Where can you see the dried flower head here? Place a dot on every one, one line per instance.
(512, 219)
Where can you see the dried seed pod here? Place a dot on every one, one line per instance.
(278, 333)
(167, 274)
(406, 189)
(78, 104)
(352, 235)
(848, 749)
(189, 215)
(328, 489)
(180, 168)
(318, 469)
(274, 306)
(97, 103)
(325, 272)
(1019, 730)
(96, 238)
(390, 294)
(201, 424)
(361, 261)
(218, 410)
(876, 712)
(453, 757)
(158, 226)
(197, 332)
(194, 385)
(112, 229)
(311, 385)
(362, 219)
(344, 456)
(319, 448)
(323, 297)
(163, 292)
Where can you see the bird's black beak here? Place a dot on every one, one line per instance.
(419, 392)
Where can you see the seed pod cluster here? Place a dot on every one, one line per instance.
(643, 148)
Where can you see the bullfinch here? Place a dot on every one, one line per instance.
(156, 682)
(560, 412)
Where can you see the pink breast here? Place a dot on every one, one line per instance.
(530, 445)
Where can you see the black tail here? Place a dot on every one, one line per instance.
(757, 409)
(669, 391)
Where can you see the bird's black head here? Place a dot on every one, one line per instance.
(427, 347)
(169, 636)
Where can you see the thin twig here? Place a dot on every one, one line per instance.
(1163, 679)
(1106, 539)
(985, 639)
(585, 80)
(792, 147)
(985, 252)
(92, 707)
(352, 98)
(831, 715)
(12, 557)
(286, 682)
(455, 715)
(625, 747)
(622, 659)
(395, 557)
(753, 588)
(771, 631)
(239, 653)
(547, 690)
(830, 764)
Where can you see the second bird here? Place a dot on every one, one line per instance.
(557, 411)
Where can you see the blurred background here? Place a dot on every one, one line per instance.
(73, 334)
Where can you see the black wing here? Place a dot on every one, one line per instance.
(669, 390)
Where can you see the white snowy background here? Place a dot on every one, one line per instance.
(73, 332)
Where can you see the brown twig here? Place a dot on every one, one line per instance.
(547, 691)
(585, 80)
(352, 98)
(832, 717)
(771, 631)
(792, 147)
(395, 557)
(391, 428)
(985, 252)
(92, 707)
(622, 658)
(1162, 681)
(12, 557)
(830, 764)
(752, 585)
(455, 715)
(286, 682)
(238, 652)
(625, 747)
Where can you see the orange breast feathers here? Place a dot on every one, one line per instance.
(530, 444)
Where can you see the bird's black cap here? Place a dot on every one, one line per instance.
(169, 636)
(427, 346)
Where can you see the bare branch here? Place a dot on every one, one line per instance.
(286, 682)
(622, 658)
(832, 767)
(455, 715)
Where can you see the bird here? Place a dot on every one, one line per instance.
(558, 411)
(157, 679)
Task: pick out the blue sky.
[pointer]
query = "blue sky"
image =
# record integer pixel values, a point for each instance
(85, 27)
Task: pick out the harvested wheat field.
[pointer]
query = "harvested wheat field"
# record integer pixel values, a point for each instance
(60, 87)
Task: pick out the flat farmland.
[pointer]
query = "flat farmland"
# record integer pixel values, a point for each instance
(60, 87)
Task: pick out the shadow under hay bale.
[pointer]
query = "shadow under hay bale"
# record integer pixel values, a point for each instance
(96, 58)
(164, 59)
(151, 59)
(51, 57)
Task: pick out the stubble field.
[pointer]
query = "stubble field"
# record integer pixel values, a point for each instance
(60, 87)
----
Rewrite all of the lines above as a numbered list, leaving out any blank lines.

1. Where can you see the dried flower head here? Place a dot on every one, one line per instance.
2. (512, 219)
3. Where can you see the dried seed pod here? Place a dot on every one, one line per instance.
4. (278, 333)
5. (167, 274)
6. (406, 189)
7. (78, 104)
8. (352, 235)
9. (848, 749)
10. (189, 215)
11. (328, 489)
12. (180, 168)
13. (318, 469)
14. (274, 306)
15. (97, 103)
16. (325, 272)
17. (1019, 730)
18. (96, 238)
19. (390, 294)
20. (201, 424)
21. (361, 261)
22. (218, 410)
23. (876, 712)
24. (453, 757)
25. (158, 226)
26. (197, 332)
27. (194, 385)
28. (112, 229)
29. (311, 385)
30. (362, 219)
31. (344, 456)
32. (319, 448)
33. (323, 297)
34. (163, 292)
35. Where can you see the bird's black beak here? Place a dot on every one, one line per instance.
36. (419, 392)
37. Where can you see the seed pod cluster here? Place a dot on every one, one line per instance.
38. (643, 148)
39. Where can you see the bullfinch here? Place a dot on every one, one line per instance.
40. (156, 682)
41. (560, 412)
42. Where can you see the pink breast here? Place a dot on every one, one line per instance.
43. (530, 445)
44. Where can you see the black tail here? Place a dot on every one, one line per instance.
45. (757, 409)
46. (669, 391)
47. Where can you see the bird's black head here? Place a dot on every one, one line per instance.
48. (427, 347)
49. (169, 636)
50. Where can you see the thin twig here? Place a dot on every one, one line per instance.
51. (1163, 679)
52. (1106, 539)
53. (985, 639)
54. (585, 80)
55. (792, 147)
56. (985, 252)
57. (92, 707)
58. (352, 98)
59. (831, 715)
60. (12, 557)
61. (286, 682)
62. (455, 715)
63. (625, 747)
64. (622, 659)
65. (395, 557)
66. (753, 588)
67. (771, 631)
68. (239, 653)
69. (547, 690)
70. (830, 764)
71. Where can you see the second bird here? Place a dot on every one, one line per instance.
72. (557, 411)
73. Where can you see the blurred background here? Place a dot on every one, one line per instance.
74. (73, 334)
75. Where can you see the black wing here? Place a dot on every one, one line per instance.
76. (669, 390)
77. Where can you see the white snowy background here? Place a dot on every one, one line per instance.
78. (73, 332)
79. Where can you see the brown twig here? Place a dot on every one, one line per instance.
80. (547, 691)
81. (585, 80)
82. (352, 98)
83. (832, 717)
84. (771, 631)
85. (792, 147)
86. (395, 557)
87. (391, 428)
88. (985, 252)
89. (92, 707)
90. (622, 658)
91. (1162, 681)
92. (12, 557)
93. (830, 764)
94. (752, 585)
95. (455, 715)
96. (286, 682)
97. (238, 652)
98. (625, 747)
99. Where can you see the orange breast feathers here? Place a dot on every one, one line per instance.
100. (530, 444)
101. Where can you see the bird's black cap here? Place a dot on every one, one line per instance.
102. (169, 636)
103. (427, 346)
104. Where can you see the bare branch here? Place a dot on every one, one line per instance.
105. (286, 682)
106. (622, 658)
107. (832, 767)
108. (455, 715)
109. Where can you see the bird here? Place a dot on every one, one line per instance.
110. (558, 411)
111. (157, 679)
112. Task: pick out the blue sky.
113. [pointer]
114. query = "blue sky"
115. image =
116. # record integer pixel values, a point for each instance
117. (85, 27)
118. Task: pick out the harvested wheat field.
119. [pointer]
120. query = "harvested wheat field"
121. # record integer pixel values, a point for each instance
122. (60, 87)
123. Task: pick out the flat farmland.
124. [pointer]
125. query = "flat farmland"
126. # record integer pixel values, a point for each instance
127. (60, 87)
128. Task: pick out the shadow under hay bale.
129. [pointer]
130. query = "shadow under hay bale"
131. # record integer pixel values, a point for each instance
132. (96, 58)
133. (164, 59)
134. (151, 59)
135. (51, 57)
136. Task: pick out the stubble field.
137. [pointer]
138. query = "stubble field"
139. # record integer pixel values, a point for each instance
140. (60, 87)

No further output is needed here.